Requirement:
Repeat word for word the line with "of the drinking" and every line after it until the records below run out.

Given information:
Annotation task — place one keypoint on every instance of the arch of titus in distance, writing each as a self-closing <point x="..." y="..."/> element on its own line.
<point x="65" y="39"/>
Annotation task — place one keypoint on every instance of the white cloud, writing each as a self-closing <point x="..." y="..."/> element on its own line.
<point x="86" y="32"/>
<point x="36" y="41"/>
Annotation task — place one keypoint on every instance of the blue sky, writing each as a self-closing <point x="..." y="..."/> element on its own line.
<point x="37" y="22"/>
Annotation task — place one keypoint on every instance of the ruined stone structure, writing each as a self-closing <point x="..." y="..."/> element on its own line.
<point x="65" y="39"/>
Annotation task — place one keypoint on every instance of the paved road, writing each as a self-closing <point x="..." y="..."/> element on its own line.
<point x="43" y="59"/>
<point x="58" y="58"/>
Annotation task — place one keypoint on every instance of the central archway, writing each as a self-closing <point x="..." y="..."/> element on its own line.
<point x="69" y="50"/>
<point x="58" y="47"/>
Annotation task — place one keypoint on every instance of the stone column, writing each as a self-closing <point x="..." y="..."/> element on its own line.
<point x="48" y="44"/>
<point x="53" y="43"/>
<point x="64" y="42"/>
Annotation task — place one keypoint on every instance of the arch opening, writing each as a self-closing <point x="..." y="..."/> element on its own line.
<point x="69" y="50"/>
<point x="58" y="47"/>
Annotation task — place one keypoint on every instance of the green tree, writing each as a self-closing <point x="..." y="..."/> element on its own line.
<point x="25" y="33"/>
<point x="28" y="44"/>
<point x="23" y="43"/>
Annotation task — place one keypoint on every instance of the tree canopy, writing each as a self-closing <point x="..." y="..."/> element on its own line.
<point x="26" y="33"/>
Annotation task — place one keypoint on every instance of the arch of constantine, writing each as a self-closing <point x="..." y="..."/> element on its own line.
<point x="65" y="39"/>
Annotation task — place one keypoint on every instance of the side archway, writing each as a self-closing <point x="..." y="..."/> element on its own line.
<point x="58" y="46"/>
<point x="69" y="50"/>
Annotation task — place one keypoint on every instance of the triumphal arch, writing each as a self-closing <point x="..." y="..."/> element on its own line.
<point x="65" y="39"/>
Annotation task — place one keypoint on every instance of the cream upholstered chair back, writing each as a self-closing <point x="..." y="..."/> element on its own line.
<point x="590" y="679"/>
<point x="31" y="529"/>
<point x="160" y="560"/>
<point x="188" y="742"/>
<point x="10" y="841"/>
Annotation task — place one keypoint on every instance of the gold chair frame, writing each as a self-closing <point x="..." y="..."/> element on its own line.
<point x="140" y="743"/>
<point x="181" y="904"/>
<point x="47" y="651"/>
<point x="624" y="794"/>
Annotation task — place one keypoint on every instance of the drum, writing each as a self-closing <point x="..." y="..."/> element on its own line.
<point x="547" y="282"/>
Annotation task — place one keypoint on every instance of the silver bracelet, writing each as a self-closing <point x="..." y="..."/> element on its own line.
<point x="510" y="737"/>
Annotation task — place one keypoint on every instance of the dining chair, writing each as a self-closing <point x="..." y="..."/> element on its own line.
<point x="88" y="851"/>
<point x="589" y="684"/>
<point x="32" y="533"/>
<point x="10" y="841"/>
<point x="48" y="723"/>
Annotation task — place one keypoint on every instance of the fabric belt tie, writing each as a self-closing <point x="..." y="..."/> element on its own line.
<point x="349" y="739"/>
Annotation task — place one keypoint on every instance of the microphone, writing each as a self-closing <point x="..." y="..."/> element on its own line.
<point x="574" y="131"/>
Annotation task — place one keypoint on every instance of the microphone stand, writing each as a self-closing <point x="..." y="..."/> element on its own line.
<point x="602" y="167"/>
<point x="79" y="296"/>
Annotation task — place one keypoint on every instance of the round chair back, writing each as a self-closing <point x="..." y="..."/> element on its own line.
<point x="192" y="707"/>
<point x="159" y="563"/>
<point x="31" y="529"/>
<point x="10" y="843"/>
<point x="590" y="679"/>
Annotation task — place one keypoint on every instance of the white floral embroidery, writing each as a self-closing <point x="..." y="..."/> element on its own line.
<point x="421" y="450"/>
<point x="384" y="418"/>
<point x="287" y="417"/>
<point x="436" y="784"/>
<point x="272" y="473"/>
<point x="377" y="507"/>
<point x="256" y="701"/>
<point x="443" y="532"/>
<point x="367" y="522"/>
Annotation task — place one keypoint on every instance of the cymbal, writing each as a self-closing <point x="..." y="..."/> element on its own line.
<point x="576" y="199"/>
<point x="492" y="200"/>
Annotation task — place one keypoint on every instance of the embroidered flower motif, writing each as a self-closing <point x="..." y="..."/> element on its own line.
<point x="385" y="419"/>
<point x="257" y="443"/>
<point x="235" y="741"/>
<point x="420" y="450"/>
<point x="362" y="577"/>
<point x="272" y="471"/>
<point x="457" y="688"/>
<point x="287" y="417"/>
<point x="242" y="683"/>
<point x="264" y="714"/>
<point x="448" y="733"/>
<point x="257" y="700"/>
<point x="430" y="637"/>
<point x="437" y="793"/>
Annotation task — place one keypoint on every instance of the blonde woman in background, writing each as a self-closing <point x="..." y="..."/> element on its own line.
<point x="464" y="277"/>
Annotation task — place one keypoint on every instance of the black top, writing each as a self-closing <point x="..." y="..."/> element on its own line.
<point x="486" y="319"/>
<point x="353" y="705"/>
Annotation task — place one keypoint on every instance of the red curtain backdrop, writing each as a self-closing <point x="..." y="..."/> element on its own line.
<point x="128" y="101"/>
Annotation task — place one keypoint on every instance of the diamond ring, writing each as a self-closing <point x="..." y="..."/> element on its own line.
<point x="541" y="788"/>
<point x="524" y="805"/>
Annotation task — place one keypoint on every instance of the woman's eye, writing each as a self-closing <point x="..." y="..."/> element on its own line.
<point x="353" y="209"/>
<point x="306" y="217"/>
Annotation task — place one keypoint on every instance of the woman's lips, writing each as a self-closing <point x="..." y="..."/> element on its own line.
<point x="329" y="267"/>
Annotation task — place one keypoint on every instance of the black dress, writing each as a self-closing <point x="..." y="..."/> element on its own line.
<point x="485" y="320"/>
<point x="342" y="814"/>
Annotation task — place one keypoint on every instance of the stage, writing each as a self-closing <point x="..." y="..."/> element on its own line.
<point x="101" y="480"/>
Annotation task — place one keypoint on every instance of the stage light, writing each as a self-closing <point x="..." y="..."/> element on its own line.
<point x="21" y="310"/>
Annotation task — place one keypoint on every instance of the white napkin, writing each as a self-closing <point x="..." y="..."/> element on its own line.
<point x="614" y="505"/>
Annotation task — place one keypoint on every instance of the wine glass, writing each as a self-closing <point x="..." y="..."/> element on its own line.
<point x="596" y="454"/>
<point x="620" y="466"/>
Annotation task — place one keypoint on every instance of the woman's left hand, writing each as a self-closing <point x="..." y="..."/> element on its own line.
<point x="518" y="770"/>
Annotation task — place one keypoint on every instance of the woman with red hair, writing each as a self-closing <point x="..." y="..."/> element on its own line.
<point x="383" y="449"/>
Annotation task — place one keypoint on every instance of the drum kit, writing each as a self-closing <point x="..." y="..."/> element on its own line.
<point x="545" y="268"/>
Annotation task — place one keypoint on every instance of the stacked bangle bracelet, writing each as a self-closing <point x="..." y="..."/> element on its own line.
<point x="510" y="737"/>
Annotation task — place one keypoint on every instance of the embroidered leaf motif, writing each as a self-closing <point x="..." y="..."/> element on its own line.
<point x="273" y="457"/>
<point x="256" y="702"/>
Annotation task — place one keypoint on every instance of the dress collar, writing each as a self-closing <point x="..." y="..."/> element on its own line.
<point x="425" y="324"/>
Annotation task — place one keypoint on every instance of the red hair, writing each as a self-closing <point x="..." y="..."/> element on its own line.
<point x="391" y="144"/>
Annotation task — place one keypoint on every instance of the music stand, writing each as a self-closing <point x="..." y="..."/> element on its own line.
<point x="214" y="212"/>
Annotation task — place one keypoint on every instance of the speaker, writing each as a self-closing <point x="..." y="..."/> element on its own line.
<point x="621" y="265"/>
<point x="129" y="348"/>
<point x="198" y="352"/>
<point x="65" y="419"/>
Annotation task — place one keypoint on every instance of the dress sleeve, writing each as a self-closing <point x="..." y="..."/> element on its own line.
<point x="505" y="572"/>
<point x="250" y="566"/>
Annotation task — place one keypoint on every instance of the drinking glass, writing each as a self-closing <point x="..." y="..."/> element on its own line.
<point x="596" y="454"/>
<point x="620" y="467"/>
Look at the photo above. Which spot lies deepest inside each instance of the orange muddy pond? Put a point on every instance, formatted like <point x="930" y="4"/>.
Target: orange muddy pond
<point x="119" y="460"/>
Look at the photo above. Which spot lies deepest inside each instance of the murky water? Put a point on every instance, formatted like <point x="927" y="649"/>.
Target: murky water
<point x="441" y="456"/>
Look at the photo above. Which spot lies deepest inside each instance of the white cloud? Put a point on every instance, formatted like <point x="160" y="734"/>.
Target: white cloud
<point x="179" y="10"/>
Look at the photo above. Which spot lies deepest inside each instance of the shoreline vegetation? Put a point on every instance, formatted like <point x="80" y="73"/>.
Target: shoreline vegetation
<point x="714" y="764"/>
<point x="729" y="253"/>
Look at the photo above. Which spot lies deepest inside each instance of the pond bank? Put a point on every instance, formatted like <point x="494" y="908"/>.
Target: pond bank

Reply to the task:
Annotation task — place one keypoint on every instance of the drinking glass, writing each as a self-closing <point x="..." y="..."/> element on its own line.
<point x="596" y="454"/>
<point x="620" y="467"/>
Look at the photo above. Which spot lies deepest inside each instance of the orange muddy pond? Put a point on every instance, formatted like <point x="930" y="4"/>.
Target: orange muddy pond
<point x="119" y="460"/>
Look at the photo above. Which spot lies deepest inside each instance of the murky water? Put a point on every instance, formatted like <point x="927" y="649"/>.
Target: murky water
<point x="441" y="456"/>
Look at the photo above. Which spot lies deepest inside each instance of the white cloud? Put a point on every instance, formatted like <point x="160" y="734"/>.
Target: white cloud
<point x="179" y="10"/>
Look at the photo above. Which spot lies deepest inside each instance of the shoreline vegetation? Put a point on every instance, formatted like <point x="80" y="73"/>.
Target: shoreline vegetation
<point x="714" y="764"/>
<point x="729" y="253"/>
Look at the photo above. Which spot lies deepest inside each instance of the pond bank? Put a point on every instance, formatted like <point x="494" y="908"/>.
Target: pond bank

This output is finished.